- **Given instruction**:
Return exactly the span of lines that opens with the line containing "dog's head, put" and closes with the last line of the data, inclusive.

-- start of The input --

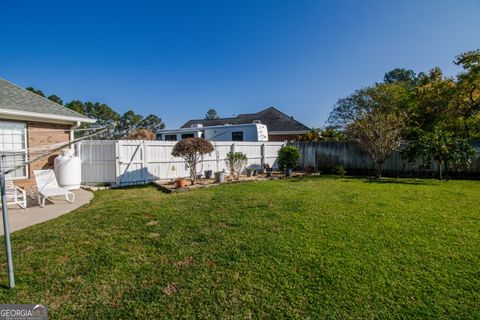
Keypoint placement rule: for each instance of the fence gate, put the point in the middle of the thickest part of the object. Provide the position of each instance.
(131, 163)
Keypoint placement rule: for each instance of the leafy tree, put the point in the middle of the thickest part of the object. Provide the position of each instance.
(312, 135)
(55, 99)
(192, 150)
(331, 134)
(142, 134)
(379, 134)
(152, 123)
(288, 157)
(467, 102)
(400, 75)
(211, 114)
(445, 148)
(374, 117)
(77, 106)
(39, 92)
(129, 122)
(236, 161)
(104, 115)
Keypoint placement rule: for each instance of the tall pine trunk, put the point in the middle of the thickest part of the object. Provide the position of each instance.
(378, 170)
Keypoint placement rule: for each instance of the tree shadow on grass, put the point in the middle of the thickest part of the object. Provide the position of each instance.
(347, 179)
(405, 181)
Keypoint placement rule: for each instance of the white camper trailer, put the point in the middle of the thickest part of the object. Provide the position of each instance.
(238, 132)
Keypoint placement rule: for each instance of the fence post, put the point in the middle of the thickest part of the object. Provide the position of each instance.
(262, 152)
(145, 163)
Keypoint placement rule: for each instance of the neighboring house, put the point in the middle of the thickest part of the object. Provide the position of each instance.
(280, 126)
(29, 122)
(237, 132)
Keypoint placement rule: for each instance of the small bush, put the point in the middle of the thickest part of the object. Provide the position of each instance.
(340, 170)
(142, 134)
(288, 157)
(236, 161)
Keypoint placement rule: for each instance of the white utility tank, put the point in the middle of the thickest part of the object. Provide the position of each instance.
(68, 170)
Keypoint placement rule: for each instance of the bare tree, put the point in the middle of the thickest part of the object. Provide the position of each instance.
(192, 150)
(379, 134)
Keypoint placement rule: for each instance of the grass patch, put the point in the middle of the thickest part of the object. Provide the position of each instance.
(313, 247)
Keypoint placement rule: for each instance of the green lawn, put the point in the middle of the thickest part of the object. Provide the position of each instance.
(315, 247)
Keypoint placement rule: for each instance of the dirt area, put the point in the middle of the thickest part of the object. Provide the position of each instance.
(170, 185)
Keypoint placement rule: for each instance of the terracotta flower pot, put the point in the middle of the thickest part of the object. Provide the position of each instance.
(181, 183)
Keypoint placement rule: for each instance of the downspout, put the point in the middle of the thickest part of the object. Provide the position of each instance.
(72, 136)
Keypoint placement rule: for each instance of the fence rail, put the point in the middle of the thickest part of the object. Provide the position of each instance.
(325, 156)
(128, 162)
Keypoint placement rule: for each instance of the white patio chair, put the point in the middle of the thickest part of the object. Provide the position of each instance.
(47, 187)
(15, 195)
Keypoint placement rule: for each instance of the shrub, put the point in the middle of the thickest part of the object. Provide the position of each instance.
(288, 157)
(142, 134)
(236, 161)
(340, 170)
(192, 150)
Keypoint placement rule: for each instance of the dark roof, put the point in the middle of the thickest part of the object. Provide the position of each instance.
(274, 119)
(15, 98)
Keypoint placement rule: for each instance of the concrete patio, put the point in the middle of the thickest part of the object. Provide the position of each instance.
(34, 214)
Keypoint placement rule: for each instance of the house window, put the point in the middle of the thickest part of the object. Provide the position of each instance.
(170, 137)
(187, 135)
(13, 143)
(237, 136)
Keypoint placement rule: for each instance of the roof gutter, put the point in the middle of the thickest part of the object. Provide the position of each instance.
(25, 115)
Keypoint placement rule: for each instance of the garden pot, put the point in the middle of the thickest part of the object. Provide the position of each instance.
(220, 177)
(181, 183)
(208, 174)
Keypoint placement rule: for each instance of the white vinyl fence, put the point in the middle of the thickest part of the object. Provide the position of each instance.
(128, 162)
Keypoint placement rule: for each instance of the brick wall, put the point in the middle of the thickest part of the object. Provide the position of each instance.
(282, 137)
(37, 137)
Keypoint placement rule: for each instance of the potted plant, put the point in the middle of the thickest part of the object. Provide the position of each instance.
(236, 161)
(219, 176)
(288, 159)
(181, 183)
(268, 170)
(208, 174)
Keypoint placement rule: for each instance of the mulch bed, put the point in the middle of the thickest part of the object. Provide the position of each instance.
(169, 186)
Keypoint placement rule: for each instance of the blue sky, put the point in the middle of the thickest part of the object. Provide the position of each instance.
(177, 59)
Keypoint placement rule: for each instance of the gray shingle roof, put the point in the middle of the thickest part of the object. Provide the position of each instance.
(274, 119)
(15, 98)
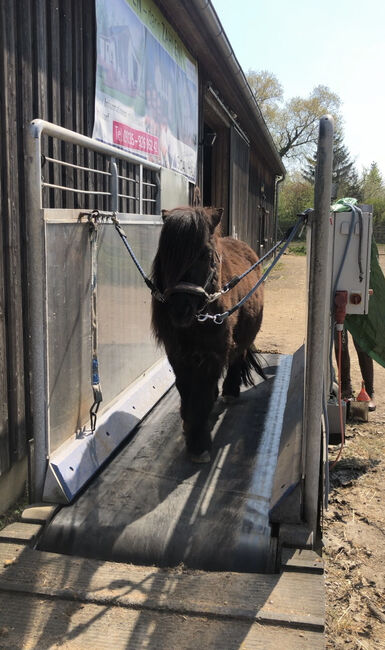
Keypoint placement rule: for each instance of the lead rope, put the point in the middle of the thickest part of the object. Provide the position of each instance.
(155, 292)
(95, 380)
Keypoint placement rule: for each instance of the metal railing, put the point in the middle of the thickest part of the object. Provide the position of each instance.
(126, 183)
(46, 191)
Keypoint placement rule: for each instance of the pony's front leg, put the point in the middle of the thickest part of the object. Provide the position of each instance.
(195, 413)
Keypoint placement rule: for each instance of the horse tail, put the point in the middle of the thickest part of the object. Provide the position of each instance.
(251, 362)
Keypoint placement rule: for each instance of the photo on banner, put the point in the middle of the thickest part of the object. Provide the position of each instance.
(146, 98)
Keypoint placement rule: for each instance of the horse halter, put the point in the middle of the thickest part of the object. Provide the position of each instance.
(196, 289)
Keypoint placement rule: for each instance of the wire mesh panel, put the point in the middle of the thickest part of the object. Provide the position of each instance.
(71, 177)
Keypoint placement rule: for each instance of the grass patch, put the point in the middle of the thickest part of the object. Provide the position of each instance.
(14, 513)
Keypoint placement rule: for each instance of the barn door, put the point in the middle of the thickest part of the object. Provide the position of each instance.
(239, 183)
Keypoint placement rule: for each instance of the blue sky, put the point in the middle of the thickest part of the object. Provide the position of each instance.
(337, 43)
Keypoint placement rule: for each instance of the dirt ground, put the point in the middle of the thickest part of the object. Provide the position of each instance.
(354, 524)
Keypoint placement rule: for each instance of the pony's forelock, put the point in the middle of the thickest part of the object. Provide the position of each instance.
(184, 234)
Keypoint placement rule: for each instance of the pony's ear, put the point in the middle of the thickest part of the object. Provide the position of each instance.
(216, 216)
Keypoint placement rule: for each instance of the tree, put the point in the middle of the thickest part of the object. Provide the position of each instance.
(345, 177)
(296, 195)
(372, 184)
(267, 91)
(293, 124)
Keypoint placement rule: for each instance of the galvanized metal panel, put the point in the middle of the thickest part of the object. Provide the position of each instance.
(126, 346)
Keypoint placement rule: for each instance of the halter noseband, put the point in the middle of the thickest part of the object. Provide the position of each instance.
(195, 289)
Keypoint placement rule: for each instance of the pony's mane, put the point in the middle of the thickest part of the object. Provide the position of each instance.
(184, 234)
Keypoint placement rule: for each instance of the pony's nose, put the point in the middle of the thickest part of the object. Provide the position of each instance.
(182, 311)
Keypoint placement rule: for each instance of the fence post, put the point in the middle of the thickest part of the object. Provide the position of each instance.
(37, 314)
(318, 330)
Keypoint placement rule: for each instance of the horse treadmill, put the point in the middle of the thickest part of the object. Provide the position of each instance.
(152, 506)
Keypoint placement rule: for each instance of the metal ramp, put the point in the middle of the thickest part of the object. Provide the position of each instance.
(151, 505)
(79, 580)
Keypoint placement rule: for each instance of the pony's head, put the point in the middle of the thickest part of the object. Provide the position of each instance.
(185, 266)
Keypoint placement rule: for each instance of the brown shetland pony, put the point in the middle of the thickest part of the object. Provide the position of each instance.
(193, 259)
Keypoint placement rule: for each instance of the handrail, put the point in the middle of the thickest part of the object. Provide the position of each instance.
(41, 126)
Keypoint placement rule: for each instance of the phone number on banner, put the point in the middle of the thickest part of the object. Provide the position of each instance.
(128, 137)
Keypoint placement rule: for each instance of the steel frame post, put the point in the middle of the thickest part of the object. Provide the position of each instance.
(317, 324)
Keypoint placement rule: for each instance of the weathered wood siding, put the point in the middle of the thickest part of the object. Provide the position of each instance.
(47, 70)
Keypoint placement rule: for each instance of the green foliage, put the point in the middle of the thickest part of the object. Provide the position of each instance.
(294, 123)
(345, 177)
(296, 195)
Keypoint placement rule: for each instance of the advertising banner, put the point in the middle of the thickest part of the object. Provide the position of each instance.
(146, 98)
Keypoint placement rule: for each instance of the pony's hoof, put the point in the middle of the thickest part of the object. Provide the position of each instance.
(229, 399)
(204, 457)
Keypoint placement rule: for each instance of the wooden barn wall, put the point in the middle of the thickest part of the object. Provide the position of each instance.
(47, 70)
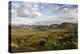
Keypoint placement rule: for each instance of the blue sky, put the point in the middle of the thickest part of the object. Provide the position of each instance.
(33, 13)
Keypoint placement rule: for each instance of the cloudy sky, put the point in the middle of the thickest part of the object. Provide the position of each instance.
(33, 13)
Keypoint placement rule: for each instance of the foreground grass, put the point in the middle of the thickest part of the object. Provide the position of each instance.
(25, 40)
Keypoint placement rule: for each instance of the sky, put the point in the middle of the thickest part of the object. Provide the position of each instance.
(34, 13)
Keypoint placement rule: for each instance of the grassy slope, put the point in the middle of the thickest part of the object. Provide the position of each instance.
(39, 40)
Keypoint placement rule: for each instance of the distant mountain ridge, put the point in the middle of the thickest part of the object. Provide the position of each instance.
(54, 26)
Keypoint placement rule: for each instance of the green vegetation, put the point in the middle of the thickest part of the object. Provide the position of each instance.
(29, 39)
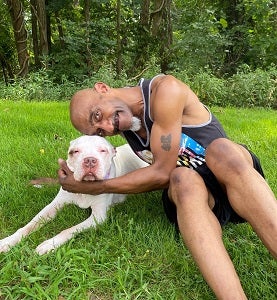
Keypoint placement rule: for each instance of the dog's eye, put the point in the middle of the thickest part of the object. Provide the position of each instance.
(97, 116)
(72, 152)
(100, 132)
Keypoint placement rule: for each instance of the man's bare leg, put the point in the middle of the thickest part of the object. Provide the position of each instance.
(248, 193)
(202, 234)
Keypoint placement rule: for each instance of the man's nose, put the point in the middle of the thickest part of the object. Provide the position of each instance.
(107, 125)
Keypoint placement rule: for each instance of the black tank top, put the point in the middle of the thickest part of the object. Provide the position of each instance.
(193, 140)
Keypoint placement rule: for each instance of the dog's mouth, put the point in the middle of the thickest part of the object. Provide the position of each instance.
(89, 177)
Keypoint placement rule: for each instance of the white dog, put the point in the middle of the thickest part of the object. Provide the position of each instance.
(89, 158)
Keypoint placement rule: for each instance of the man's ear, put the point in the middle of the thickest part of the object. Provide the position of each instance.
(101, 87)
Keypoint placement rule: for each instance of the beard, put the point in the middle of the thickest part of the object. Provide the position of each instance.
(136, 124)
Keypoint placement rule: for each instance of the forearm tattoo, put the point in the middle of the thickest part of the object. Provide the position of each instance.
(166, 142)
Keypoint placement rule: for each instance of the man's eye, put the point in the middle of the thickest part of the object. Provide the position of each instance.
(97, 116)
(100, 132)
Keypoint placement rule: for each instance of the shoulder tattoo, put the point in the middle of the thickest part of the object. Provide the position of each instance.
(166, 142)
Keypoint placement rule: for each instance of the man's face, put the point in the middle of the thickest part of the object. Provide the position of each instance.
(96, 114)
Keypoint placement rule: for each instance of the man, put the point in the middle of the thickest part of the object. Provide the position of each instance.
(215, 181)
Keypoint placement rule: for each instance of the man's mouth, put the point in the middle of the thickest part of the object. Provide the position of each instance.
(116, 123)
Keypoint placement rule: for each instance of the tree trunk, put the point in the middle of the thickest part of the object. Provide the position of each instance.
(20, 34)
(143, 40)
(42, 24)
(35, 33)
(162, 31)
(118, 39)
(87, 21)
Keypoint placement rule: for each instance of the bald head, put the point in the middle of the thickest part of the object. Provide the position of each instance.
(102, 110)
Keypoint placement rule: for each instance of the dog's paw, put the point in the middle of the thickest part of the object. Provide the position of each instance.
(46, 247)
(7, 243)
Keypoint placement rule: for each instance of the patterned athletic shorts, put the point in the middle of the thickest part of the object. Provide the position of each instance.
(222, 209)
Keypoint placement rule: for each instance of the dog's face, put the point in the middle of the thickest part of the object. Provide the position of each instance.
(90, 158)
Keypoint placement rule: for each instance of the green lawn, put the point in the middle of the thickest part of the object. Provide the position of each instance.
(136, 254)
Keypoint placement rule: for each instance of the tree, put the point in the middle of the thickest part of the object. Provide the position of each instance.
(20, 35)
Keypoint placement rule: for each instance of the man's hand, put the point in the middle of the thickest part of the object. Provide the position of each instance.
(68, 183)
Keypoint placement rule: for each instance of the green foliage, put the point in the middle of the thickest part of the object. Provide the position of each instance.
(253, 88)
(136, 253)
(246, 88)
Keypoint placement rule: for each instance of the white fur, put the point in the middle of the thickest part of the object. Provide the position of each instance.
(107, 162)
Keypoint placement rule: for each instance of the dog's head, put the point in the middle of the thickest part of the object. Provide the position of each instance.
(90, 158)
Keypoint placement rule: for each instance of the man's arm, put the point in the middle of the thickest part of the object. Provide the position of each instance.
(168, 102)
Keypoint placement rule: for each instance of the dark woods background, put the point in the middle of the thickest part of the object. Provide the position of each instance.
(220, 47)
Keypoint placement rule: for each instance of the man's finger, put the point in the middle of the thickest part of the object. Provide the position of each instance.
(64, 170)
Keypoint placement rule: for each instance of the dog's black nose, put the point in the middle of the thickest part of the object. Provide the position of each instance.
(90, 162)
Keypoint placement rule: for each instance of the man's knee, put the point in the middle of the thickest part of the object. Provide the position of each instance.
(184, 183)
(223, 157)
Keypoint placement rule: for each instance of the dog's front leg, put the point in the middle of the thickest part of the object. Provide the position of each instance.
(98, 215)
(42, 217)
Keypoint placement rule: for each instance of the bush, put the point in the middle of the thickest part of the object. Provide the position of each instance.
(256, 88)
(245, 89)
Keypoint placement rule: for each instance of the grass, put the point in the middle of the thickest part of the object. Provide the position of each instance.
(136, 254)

-- end of The input --

- **Correct result**:
Keypoint placement rule: for each instance of the dog's head, put the point in the middle of the thickest part of the object. Provide the position of each instance.
(90, 158)
Keypoint placement rule: for each instance of the man's arm, put the point in the middle of the thickest part of the object. Provide the position of each instance.
(168, 102)
Keypoint placement rule: for each instance of the dark woods background, put the point in the middle of the thickest part of the object. Provide the position of each instance.
(220, 47)
Keypoint placement rule: for each instance of the man's finger, put the point in the middle of the thickest part of the object. Provide the position of each instance.
(64, 170)
Keypoint placement rule: for each instance of the dog's black nose, put the point in the middle of the thickest part of the object. Provide the position of each instance.
(90, 162)
Keypoint placement rule: for each instance of the man's knee, put the point in the middle of the thickest part of the object. Provide the position of each instance.
(184, 183)
(223, 157)
Keypoint placement rule: for each instance of the dog's front leg, put the point in the middle of the thickest part of the object. Provide the position of each instance.
(98, 215)
(42, 217)
Keypoint placement rule: for each instance of the bush, put the point in the middle of the thickest part of the object. Provide the position of each instance.
(256, 88)
(245, 89)
Keypoint placement rule: for each instance of the grass, put the point in the middle of the thickest part of the object. Provide the position of each instance.
(136, 254)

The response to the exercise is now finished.